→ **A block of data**

-=-=-=-=-

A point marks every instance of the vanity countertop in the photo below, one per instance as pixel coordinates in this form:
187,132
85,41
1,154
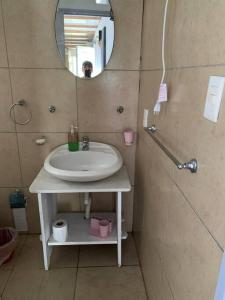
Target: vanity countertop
46,183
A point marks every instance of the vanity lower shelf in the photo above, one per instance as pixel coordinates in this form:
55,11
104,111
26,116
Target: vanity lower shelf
78,230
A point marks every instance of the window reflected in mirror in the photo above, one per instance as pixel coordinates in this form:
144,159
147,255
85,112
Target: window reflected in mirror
85,35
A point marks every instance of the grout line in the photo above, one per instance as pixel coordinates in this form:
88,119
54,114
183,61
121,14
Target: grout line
185,67
63,132
76,276
122,70
11,93
65,69
197,214
109,266
14,266
140,266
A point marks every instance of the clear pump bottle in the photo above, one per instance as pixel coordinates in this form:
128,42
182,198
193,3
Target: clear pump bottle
73,141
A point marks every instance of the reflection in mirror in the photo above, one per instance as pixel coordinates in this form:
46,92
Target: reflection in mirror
85,35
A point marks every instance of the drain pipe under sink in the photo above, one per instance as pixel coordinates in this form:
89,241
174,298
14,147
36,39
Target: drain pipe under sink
87,204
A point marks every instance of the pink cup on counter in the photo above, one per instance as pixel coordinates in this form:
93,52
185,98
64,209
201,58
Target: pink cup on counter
104,228
129,137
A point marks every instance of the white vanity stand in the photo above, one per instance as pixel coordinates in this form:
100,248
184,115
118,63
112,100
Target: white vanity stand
47,187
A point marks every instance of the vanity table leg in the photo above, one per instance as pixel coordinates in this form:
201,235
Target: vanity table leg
47,211
119,227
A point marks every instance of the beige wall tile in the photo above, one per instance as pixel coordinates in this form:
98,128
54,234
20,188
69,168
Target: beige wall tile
33,218
6,218
6,124
3,53
41,88
99,98
32,156
152,34
190,41
9,161
186,248
30,33
128,25
192,136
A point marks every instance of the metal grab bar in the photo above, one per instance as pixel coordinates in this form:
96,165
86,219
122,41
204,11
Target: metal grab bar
191,165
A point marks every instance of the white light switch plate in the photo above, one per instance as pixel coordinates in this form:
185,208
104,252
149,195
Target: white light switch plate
214,98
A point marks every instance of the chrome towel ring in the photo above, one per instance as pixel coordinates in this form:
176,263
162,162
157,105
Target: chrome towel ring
23,103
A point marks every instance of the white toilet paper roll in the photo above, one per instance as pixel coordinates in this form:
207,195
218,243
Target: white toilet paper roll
60,230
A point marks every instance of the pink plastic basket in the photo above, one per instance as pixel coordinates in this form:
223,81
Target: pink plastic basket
8,239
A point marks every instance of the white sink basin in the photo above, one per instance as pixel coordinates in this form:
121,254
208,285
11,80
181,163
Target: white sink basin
100,161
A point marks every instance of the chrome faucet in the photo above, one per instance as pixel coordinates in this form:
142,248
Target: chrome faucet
85,143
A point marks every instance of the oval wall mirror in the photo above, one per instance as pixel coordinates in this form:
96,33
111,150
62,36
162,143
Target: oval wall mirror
85,35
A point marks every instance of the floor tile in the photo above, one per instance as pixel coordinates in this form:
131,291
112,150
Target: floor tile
106,255
31,256
20,243
110,283
64,257
58,285
41,285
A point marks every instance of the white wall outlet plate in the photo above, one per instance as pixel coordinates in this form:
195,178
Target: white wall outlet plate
214,98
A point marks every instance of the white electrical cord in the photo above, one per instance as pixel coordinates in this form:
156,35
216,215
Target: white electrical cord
163,87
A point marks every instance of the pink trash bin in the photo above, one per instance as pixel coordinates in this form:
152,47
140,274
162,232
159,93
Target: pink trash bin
8,239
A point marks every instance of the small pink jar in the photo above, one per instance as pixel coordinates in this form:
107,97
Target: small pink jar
104,228
128,137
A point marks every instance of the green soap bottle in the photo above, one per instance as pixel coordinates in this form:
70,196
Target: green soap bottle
73,141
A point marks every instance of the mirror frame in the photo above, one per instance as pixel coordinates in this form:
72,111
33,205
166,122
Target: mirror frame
95,13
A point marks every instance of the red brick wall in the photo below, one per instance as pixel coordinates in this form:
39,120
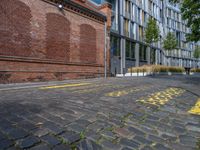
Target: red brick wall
40,42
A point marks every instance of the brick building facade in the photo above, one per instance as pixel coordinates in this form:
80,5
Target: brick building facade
40,41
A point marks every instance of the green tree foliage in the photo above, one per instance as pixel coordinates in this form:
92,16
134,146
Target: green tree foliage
197,52
170,42
190,10
152,31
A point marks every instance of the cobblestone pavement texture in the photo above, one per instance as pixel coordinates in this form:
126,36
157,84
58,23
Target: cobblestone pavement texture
141,113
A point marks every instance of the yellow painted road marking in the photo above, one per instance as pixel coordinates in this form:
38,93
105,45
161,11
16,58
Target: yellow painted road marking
64,85
162,97
195,110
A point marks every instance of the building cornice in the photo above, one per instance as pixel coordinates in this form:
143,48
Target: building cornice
78,9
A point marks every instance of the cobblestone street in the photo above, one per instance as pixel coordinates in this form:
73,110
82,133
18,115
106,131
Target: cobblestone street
144,113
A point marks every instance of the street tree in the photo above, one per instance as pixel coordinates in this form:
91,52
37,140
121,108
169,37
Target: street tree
196,53
190,10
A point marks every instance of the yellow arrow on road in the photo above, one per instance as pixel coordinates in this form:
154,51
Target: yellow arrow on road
195,110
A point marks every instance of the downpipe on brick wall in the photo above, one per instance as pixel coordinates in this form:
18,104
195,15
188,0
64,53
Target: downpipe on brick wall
105,51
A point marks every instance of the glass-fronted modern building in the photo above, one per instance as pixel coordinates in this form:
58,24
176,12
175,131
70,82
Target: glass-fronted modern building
129,20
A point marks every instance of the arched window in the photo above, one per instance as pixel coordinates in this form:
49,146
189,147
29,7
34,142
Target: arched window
58,37
15,27
87,44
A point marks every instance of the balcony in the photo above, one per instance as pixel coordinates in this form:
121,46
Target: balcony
114,27
127,14
132,35
126,33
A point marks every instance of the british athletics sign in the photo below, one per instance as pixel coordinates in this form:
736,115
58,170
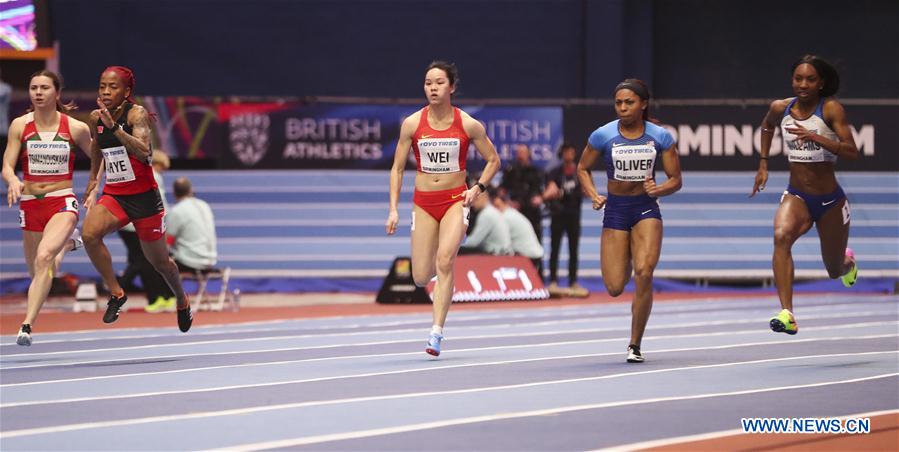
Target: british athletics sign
296,136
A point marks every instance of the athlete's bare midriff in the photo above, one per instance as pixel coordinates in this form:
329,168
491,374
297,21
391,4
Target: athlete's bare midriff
437,182
41,188
816,178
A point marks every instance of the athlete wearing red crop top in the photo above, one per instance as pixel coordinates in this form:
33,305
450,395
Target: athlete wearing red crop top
44,140
121,131
439,134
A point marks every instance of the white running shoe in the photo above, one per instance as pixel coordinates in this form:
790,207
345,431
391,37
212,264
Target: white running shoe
76,239
24,337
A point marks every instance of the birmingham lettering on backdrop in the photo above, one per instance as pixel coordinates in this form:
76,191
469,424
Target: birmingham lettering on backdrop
745,139
365,136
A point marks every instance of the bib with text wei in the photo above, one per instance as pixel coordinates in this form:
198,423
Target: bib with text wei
118,165
633,163
439,155
48,158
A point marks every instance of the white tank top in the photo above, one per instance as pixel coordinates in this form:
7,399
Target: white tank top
807,152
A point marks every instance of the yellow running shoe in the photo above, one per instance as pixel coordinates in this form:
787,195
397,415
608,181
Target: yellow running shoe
784,322
161,304
850,277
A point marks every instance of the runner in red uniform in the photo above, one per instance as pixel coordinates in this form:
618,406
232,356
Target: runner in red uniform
44,139
439,134
121,131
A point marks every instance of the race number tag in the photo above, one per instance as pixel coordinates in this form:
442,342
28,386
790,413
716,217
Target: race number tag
48,158
118,165
633,162
72,204
439,155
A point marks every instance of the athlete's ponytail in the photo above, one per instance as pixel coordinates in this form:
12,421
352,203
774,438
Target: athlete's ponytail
825,70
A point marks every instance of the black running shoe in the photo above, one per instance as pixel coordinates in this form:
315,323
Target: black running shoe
633,354
113,307
185,319
24,337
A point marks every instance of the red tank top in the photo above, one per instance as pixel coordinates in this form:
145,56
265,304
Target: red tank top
125,174
47,160
440,151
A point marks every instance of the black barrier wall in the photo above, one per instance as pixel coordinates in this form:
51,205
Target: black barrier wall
505,48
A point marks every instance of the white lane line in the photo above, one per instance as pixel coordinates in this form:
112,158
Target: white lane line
745,303
445,393
391,332
477,419
581,319
396,372
721,434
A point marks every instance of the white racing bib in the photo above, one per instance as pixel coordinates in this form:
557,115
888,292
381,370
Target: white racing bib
633,163
48,158
439,155
118,165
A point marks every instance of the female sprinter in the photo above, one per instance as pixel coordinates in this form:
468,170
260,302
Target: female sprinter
121,131
815,132
439,135
44,139
632,225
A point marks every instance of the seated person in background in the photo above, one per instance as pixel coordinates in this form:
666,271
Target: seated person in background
490,234
159,296
191,229
521,233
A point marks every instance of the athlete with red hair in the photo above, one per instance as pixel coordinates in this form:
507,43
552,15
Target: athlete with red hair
121,131
439,134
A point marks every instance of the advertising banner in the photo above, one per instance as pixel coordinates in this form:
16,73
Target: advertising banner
283,135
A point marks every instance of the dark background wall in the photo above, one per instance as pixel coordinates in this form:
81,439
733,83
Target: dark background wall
504,48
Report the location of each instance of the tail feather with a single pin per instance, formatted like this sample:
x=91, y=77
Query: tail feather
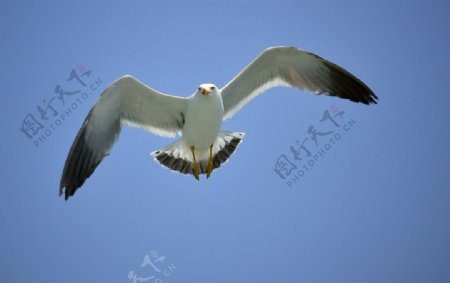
x=178, y=157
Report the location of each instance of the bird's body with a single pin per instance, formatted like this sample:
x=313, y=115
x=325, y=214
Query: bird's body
x=203, y=147
x=204, y=117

-=-=-=-=-

Return, unchanged, the lines from the one containing "A point marks every instance of the female" down to the end of the entries above, inclusive. Images are left out.

→ **EXERCISE RESPONSE**
A point marks every instance of the female sprinter in the photo above, one per instance as pixel coordinates in this form:
468,170
260,302
Target: female sprinter
121,131
815,132
439,135
44,139
632,225
A point marks every instance of the seated person in background in the photo above, one per instance as pixel coordinates in this form:
666,271
Target: seated person in background
490,234
159,296
191,229
521,233
A point marks every instance of the athlete with red hair in the photo above, one per instance as pixel coordinates in this form:
507,43
552,15
Target: athlete with red hair
121,131
439,134
A point marks every instance of the advertising banner in the photo above, one per instance as pixel coordinates in this form:
16,73
Target: advertising banner
283,135
A point marks every instance of the dark background wall in the photo above, one per instance as pixel coordinates in this form:
81,439
733,83
Target: dark background wall
504,48
Report the location of each instance of the tail feather with a single pin per instance, formatted like this sample:
x=91, y=77
Query: tail feather
x=178, y=157
Report the location of each instance of the bird's body with a single pin per instance, formatted like this sample:
x=313, y=115
x=325, y=214
Query: bird's body
x=203, y=147
x=204, y=117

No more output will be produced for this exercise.